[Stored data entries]
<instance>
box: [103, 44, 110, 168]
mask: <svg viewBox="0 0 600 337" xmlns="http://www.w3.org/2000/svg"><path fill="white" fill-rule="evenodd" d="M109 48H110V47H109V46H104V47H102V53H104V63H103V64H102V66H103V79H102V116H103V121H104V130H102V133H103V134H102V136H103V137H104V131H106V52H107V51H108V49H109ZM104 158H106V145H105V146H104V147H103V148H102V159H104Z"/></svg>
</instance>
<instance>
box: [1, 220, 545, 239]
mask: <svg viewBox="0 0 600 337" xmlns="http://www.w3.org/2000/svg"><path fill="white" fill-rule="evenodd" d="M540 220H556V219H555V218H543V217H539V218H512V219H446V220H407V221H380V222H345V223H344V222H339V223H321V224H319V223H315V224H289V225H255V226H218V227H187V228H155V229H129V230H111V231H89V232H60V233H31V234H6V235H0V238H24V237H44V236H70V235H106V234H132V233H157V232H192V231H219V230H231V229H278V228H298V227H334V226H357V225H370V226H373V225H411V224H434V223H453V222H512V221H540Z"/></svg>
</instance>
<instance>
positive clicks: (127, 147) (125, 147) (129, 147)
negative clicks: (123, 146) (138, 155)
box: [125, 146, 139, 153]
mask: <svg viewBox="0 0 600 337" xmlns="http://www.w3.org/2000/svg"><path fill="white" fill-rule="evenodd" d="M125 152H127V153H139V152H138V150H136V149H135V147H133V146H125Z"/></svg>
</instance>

### To do
Your task is to repeat every entry above exactly.

### Response to this task
<instance>
box: [103, 44, 110, 168]
mask: <svg viewBox="0 0 600 337" xmlns="http://www.w3.org/2000/svg"><path fill="white" fill-rule="evenodd" d="M109 48H110V47H109V46H104V47H102V53H104V63H103V64H102V66H103V79H102V116H103V121H104V130H102V133H103V134H102V136H103V137H104V131H106V52H107V51H108V49H109ZM104 158H106V145H105V146H104V147H103V148H102V159H104Z"/></svg>
</instance>
<instance>
box: [1, 220, 545, 239]
mask: <svg viewBox="0 0 600 337" xmlns="http://www.w3.org/2000/svg"><path fill="white" fill-rule="evenodd" d="M540 220H556V219H555V218H543V217H539V218H512V219H446V220H407V221H380V222H345V223H344V222H339V223H321V224H319V223H315V224H289V225H255V226H218V227H187V228H155V229H129V230H111V231H89V232H60V233H31V234H6V235H0V238H24V237H44V236H70V235H106V234H132V233H157V232H192V231H219V230H231V229H278V228H298V227H334V226H357V225H370V226H373V225H411V224H434V223H453V222H512V221H540Z"/></svg>
</instance>
<instance>
positive clicks: (127, 147) (125, 147) (129, 147)
negative clicks: (123, 146) (138, 155)
box: [125, 146, 139, 153]
mask: <svg viewBox="0 0 600 337" xmlns="http://www.w3.org/2000/svg"><path fill="white" fill-rule="evenodd" d="M125 152H127V153H139V152H138V150H136V149H135V147H133V146H125Z"/></svg>
</instance>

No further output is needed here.